• _TEXT SHOWN_
--
Suzanne Batty, "Jesus on a Train from Mumbai"

unity and effect

 

"Jesus on a Train from Mumbai" is found here.

 

First lines:
I was dragged from the train by English tourists as the tall man
from Tamil Nadu called “coffee coffee” in his soft, sad voice.

 

Words coordinated in a poetic way create an effect when read. I am not talking about an emotional effect. Emotional effects are simple effects simply evoked by the narration itself. As the saying goes, a puppy can bite your ear and you will experience an emotion. We are talking about something a little more sophisticated than that. We are talking about an aesthetic effect. And not every combination of words creates an aesthetic effect. A brute narrative, a tale that offers merely what happened in the sequence that it happened, will offer no aesthetic value whatsoever. Thus: words coordinated in a poetic way. Which does not mean I am only talking about verse. And which also does not mean that all verse is poetic.

Take a look at these well-known lines by William Carlos Williams, "The Red Wheel Barrow":

so much depends
upon
 
a red wheel
barrow
 
glazed with rain
water
 
beside the white
chickens

We begin with its physical characteristics. Four stanzas, each with two line, the first, three words, the second, one. Each stanza is its own thought, though the four combine to a more complex thought. As well, it is worth noticing that the two lines of each stanza break in between two words that go together: depends/upon, wheel/barrow, rain/water, white/chickens. It creates an aural effect because the verse is asking you to stop where you would not normally want to. The verse fights against a reading that would string the words together into a single sentence, even though it is a sentence. It fights against the words being read like:

So much depends upon a red wheel barrow glazed with rain water beside the white chickens.

Every phrase is brought forward and made important, especially the first line of every stanza. (Can you hear how the second line reads almost like an unstressed syllable?) The verse is structurally organized in a way that creates an effect beyond what the words themselves, in their semantic relations, would create.

And then there is the meaning making. There is an opposition: the red wheelbarrow, the white chicken. That opposition gives strength to each side. The red is made the more red for it being compared to the white of the chickens. So also is the white made more white for being compared to the red of the wheel barrow. Yet it is carried even further by the structure of the poem. Each element has its own stanza, and in those two stanzas the most important words are red and white, given even more emphasis by how the lines are broken. For it all. the red is very red, and the white is very white.

It is the wheel barrow, though, that is our focus. For it is not merely so brilliantly red, it is also "glazed with rain / water." Glazed: for the water, the wheel barrow is made even more visually attractive. And it is rain water, which, being of nature, amplifies it that much more. The poem would not work so well if it was "glazed with hose / water."

And what are we doing with this visually pleasing wheel barrow? We are recognizing that "so much depends / upon" it. A physical effect is given philosophical resonance: so much depends upon that a thing can be beautiful. That a thing can be made beautiful by its situation and context. And if we dare to take it one more step out, with this a verse that very much makes you aware that you are reading verse: so much depends on that words, organized in the right way, can be beautiful.

The poem is a unified whole. Every part works with each other, every part works to the generating of the whole. Importantly, every part works to the creation of an effect that is generated by the whole and its coordinated parts. Something has been made that is outside its parts, and that is greater than the sum of those parts.
--
• _THE TASKS_
(1) According to the essay, how many stanzas does the Williams poem have, and how many lines does each stanza contain?
(2) Print the part of the essay that opens with the words containing "And then there" and closes with "is very white.".
The location labeling data that follow are separate from the essay above.

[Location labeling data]
--
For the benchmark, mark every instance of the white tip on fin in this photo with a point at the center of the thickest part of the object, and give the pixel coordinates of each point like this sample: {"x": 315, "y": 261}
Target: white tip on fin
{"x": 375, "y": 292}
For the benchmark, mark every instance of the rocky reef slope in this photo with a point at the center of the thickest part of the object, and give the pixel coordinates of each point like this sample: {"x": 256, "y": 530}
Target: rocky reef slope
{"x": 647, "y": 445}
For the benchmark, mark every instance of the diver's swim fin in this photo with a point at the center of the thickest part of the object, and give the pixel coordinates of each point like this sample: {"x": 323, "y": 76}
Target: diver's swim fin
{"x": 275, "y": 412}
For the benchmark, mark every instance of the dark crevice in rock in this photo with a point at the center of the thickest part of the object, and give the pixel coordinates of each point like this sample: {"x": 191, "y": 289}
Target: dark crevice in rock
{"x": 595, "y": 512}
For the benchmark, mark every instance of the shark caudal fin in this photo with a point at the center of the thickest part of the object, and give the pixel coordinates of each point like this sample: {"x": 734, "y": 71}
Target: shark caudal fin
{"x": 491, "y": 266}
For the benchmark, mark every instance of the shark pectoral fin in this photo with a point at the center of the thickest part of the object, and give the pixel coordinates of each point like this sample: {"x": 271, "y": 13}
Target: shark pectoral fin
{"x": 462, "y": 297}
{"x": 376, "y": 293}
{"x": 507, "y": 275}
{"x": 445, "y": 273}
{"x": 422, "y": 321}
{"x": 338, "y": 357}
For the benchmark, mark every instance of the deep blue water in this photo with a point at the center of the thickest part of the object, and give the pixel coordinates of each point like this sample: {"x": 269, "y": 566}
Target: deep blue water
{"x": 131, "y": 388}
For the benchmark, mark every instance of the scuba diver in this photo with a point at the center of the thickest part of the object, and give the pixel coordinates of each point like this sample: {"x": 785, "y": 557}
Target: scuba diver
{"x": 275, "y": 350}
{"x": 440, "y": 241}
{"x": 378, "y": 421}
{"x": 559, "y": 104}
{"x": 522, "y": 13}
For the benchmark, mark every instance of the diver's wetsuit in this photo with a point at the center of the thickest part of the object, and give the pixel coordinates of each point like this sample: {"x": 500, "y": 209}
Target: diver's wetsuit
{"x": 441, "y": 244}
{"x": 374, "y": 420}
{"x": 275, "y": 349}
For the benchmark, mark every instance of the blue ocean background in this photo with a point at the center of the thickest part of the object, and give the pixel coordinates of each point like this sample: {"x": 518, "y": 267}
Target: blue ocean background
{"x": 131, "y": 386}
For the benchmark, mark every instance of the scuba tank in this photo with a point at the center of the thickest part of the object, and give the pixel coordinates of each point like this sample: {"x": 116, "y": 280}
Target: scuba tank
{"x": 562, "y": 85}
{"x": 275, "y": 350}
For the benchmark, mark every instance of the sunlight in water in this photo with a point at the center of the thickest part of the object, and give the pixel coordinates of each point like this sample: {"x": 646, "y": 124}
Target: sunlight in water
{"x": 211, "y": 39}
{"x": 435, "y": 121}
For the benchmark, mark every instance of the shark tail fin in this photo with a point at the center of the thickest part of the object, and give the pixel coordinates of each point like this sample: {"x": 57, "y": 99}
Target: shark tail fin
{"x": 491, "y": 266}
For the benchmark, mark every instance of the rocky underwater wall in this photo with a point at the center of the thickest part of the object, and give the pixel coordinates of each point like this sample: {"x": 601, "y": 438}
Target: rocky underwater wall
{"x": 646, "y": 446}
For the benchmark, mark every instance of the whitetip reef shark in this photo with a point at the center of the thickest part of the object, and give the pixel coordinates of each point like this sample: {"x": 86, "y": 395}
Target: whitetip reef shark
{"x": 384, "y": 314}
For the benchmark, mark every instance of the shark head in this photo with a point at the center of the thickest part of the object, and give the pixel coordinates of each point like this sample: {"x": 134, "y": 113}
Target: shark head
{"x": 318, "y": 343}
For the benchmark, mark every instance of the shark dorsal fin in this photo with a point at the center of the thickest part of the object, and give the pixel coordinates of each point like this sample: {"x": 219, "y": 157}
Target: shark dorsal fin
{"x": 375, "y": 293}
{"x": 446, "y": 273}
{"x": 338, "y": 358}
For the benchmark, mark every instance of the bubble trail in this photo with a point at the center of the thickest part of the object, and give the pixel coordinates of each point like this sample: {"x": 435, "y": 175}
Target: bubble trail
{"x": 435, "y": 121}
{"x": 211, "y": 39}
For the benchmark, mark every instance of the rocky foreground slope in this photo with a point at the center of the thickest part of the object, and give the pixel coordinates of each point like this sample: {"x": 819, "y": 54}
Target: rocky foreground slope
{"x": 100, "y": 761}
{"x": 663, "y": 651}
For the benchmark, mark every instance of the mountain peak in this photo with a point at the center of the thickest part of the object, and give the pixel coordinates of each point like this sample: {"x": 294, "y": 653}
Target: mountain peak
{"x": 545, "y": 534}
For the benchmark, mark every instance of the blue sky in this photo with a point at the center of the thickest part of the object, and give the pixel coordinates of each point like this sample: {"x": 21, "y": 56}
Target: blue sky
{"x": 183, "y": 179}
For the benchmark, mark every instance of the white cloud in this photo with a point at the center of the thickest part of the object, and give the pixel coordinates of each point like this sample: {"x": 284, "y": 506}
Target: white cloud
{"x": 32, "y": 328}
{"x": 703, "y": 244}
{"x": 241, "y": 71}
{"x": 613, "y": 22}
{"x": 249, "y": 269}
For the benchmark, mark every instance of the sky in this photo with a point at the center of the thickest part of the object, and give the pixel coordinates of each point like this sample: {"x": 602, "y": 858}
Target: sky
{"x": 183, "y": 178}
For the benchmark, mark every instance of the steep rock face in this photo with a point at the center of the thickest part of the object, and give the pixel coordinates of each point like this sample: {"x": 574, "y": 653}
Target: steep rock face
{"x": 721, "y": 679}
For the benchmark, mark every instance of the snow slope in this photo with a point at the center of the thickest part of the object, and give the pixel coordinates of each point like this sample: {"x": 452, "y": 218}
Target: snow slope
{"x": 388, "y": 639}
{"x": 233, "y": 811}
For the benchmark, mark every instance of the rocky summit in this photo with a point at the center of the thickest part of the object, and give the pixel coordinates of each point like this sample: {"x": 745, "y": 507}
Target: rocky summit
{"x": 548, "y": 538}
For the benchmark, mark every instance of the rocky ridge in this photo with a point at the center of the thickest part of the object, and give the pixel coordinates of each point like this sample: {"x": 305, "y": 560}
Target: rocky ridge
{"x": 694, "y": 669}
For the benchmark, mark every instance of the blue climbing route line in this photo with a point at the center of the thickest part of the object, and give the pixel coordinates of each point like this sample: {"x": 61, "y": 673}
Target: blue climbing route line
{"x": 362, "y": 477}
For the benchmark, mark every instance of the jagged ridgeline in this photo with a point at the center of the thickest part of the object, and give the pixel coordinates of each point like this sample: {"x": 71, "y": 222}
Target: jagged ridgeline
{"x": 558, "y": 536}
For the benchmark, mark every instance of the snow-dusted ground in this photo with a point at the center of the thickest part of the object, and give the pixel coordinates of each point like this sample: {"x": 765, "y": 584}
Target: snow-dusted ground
--
• _SOLUTIONS BY TASK_
(1) The poem has four stanzas, each with two lines.

(2)
And then there is the meaning making. There is an opposition: the red wheelbarrow, the white chicken. That opposition gives strength to each side. The red is made the more red for it being compared to the white of the chickens. So also is the white made more white for being compared to the red of the wheel barrow. Yet it is carried even further by the structure of the poem. Each element has its own stanza, and in those two stanzas the most important words are red and white, given even more emphasis by how the lines are broken. For it all. the red is very red, and the white is very white.